■ **Excerpt provided**
···
So to help alleviate the problem and clear up some confusion, here’s the difference between the most commonly used muzzle devices in use today.

Flash Hider

Difference Between a Flash Hider, a Compensator and a Muzzle Brake
Nick Leghorn for TTAG

When you buy an AR-15, or any modern rifle with a threaded barrel, the default muzzle device is typically some kind of flash hider. It’s the standard-issue muzzle device for the M16 and M-4 rifles in the U.S. military, and it’s what the gun companies tend to use by default as well.

The idea behind a flash hider (or flash suppressor) is pretty simple to understand. When a gun fires a round of ammunition — especially a carbine like the AR-15 — most of the powder is burned inside the barrel and used to propel the bullet downrange. However, most popular AR-pattern rifles are sold with 16-inch long barrels. Since the 5.56 NATO cartridge was designed to completely burn its powder in a 20-inch barrel, that leaves four missing inches worth of unburnt powder left over after the projectile is gone.

That unburnt powder combusts as soon as it clears the end of the barrel, which results in a good size fireball that’s very visible. That’s bad for military use, but even for civilian shooters, that flash signature has a tendency to obscure the sights, ruin low light or night vision, and make follow-up shots more difficult.

Difference Between a Flash Hider, a Compensator and a Muzzle Brake
Nick Leghorn for TTAG

A flash hider works by efficiently mixing the air and the unburnt powder at the end of the muzzle in such a way that there is little or no flash. To understand exactly how it does that requires knowledge of of fluid dynamics and chemistry, a background that I lack. But you can see that it works by comparing a gun with a flash hider with one that only has a bare muzzle.
···
■ **Data section**
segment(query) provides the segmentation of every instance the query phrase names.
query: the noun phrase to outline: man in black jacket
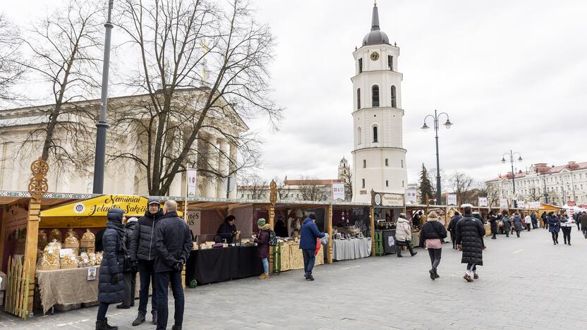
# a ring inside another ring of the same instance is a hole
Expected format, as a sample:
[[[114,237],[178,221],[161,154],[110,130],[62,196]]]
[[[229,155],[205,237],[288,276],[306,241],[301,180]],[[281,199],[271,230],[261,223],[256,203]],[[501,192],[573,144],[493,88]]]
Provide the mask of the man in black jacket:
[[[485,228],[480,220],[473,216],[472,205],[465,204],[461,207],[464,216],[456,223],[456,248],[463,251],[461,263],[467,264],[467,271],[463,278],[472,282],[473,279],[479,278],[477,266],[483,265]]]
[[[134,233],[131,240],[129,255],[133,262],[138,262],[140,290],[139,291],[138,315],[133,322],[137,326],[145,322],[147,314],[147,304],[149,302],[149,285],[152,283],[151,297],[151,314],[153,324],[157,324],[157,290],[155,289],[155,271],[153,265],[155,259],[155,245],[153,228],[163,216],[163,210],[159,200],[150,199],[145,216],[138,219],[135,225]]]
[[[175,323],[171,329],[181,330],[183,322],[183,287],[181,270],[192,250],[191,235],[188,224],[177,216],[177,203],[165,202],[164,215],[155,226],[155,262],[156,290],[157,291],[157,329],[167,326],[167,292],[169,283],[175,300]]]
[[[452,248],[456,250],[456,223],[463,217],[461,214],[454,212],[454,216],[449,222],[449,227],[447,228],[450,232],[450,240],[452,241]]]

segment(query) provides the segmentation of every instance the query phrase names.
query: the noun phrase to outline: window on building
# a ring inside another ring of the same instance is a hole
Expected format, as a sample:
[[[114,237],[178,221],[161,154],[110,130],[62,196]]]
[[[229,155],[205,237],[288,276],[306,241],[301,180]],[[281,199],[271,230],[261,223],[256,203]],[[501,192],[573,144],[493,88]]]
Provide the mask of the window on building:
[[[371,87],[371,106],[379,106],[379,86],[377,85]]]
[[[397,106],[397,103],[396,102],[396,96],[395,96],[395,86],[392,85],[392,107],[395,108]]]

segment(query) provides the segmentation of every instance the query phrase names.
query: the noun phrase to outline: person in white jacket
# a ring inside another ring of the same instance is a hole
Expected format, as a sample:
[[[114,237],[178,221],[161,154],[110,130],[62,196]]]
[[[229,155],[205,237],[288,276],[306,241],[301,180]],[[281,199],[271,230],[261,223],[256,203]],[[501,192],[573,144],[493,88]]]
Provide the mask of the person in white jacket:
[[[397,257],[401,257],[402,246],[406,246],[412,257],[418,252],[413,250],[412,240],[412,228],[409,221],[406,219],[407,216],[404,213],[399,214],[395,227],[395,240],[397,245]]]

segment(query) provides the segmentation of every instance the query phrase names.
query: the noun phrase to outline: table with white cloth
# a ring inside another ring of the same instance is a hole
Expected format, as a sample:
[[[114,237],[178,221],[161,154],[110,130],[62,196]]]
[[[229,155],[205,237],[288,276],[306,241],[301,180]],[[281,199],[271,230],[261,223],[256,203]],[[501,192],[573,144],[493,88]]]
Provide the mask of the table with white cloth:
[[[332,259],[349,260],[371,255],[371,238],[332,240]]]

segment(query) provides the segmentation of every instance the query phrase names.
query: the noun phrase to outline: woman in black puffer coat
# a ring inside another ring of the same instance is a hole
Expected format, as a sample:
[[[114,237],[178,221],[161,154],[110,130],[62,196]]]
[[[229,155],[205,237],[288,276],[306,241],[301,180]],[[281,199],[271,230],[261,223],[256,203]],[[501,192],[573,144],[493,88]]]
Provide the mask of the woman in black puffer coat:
···
■ **Directive**
Carry the article on muzzle devices forward from its last sentence, which compares a gun with a flash hider against one with a bare muzzle.

■ **Written answer**
SilencerCo ASR flash hider

There are lots of different kinds of flash hider desiogns, and the most efficient are those with three prongs. Whether manufactured by Surefire, SilencerCo, Wilson Combat, or Palmetto State Armory, they all make that visible flash disappear pretty efficiently.

A2 "birdcage" flash hider
A2 “birdcage” flash hider (courtesy Brownells)

The standard A2 “birdcage” flash hider that’s used on most AR-15 rifles is also pretty efficient, but the real reason why it’s used is that it’s a combination flash hider and compensator.

Want flash suppression data on different devices? Check out Jeremy’s first flash hider roundup here, and the second one here.


Difference Between a Flash Hider, a Compensator and a Muzzle Brake
Nick Leghorn for TTAG

A compensator or “comp” is a muzzle device designed to counter (or compensate for) the vertical rise of the barrel when the gun is fired. The body mechanics involved in firing a gun means that there’s a good bit of muzzle rise or “flip” when the gun goes bang, an effect where the recoil of the gun is translated into the muzzle climbing vertically.

In order to counter that muzzle rise effect, a compensator vents some of the gasses that escape from the barrel vertically. As we remember from physics, every action has an equal but opposite reaction. So the vertically vented gasses have the effect of forcing the muzzle back down, keeping it on target.

Difference Between a Flash Hider, a Compensator and a Muzzle Brake
Courtesy Brownells

The A2 birdcage flash hider on an M16 or AR-15 rifle has cuts on the top of the device that vent the gas and look like, well, a bird cage. The bottom of the device is solid with no cutouts. Not only does this keep the muzzle blast from kicking up much dust, it also provides a solid surface against which the gasses can push to force the muzzle down, compensating for the natural upward force.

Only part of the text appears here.